▶ **Recorded data**
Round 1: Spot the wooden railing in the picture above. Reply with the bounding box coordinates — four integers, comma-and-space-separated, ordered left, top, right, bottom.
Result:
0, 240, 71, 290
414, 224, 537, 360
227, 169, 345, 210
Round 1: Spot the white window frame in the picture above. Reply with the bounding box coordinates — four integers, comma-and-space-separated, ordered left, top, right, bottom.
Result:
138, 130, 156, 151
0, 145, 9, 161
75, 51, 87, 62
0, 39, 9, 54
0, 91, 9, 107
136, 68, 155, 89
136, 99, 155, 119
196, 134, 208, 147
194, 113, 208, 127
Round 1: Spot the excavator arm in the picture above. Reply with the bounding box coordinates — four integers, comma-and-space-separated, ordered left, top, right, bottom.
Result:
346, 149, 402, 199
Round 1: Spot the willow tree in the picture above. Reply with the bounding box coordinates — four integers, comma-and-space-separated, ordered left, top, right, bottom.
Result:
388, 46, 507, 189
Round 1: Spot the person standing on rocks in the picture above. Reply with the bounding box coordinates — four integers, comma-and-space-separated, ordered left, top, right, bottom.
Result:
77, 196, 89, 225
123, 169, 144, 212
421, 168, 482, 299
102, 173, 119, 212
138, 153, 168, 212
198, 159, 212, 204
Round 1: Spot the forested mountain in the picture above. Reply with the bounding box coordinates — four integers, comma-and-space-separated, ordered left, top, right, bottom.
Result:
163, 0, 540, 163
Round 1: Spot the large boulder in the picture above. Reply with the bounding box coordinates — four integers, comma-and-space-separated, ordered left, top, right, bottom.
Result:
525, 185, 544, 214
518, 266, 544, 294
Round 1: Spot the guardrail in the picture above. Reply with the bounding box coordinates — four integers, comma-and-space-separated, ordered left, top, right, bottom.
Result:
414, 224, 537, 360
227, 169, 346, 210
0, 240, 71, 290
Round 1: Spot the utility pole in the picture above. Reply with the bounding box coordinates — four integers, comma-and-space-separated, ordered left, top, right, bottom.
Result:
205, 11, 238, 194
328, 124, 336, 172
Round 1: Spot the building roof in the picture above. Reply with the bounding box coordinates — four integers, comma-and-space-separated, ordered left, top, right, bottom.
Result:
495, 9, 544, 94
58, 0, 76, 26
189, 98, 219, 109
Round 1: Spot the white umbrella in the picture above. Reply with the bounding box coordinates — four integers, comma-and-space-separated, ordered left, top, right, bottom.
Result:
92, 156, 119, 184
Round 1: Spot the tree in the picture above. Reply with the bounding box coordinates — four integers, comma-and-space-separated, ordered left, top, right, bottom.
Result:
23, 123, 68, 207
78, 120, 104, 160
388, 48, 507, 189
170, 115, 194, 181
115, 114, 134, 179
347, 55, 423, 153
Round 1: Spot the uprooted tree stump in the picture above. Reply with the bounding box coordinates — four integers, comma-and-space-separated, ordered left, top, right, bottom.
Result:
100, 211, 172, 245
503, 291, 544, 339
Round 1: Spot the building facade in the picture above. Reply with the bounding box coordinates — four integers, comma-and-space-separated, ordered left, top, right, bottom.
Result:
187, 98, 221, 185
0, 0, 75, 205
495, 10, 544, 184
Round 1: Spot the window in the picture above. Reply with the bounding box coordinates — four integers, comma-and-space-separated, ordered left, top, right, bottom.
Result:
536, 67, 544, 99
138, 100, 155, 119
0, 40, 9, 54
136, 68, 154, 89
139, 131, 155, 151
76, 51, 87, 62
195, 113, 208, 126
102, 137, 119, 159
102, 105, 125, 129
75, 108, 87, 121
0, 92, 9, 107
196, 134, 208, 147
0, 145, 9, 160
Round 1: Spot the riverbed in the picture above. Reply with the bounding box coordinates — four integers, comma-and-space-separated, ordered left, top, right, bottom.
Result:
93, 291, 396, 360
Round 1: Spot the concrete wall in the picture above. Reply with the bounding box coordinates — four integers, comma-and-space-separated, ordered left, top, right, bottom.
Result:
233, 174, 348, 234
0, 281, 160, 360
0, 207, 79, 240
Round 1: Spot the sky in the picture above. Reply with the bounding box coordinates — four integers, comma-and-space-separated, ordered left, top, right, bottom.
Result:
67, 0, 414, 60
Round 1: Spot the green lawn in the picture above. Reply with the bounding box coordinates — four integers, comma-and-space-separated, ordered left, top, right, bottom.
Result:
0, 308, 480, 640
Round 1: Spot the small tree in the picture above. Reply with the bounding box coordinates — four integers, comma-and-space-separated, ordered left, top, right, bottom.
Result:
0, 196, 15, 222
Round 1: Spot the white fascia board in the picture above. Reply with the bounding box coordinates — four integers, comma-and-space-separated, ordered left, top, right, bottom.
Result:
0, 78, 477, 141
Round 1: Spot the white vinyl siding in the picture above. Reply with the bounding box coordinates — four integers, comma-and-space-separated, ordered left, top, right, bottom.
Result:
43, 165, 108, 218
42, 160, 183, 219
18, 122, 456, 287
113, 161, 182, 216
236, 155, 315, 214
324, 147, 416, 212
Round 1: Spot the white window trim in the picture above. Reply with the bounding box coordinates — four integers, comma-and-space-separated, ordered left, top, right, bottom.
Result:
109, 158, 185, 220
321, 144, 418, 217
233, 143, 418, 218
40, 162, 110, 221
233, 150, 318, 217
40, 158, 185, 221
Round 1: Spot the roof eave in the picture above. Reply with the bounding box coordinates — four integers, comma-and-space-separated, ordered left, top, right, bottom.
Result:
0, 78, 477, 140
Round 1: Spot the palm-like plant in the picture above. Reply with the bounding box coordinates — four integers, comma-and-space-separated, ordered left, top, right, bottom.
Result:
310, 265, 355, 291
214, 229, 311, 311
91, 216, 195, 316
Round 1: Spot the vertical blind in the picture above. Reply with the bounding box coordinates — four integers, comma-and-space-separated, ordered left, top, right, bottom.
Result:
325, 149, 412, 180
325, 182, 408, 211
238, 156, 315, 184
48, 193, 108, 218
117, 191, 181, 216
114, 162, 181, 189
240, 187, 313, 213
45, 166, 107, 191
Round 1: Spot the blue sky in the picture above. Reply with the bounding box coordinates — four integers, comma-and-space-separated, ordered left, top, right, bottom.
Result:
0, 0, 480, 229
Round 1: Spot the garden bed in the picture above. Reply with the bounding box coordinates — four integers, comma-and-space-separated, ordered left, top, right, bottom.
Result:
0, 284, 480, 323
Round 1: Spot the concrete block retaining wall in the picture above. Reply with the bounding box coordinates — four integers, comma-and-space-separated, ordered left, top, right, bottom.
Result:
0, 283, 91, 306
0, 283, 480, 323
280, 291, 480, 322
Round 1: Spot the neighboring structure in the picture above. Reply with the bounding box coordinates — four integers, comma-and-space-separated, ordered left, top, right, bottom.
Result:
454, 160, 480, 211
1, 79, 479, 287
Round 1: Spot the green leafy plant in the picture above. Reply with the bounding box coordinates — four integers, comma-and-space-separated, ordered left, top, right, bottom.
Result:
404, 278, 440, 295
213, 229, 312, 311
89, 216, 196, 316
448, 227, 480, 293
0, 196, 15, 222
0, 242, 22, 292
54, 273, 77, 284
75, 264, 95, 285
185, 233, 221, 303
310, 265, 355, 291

▶ **Exercise brief**
Rewrite the entries above as a JSON list of strings, one string per line and omitting blank lines, starting at the first line of the entries and ending at the line that contains "388, 46, 507, 189", both included.

▶ **Exercise answer**
[
  "Round 1: Spot the wooden railing in the picture above. Reply with the bounding box coordinates — four integers, comma-and-space-separated, ordered left, top, right, bottom.",
  "Result:",
  "0, 240, 71, 290",
  "414, 224, 537, 360",
  "227, 169, 345, 210",
  "Round 1: Spot the white window frame in the picture above. Reply with the bounding box coordinates — four integers, comma-and-space-separated, ordered left, top, right, bottom.",
  "Result:",
  "138, 130, 156, 151",
  "0, 145, 9, 161",
  "75, 51, 87, 62",
  "0, 39, 9, 54",
  "0, 91, 9, 107",
  "136, 68, 155, 89",
  "136, 99, 155, 119",
  "196, 134, 208, 147",
  "194, 113, 208, 127",
  "Round 1: Spot the excavator arm in the picture above. Reply with the bounding box coordinates — four integers, comma-and-space-separated, ordered left, top, right, bottom.",
  "Result:",
  "346, 149, 402, 199",
  "Round 1: Spot the willow tree in the picture above. Reply with the bounding box coordinates — four integers, comma-and-space-separated, ordered left, top, right, bottom.",
  "Result:",
  "388, 46, 507, 189"
]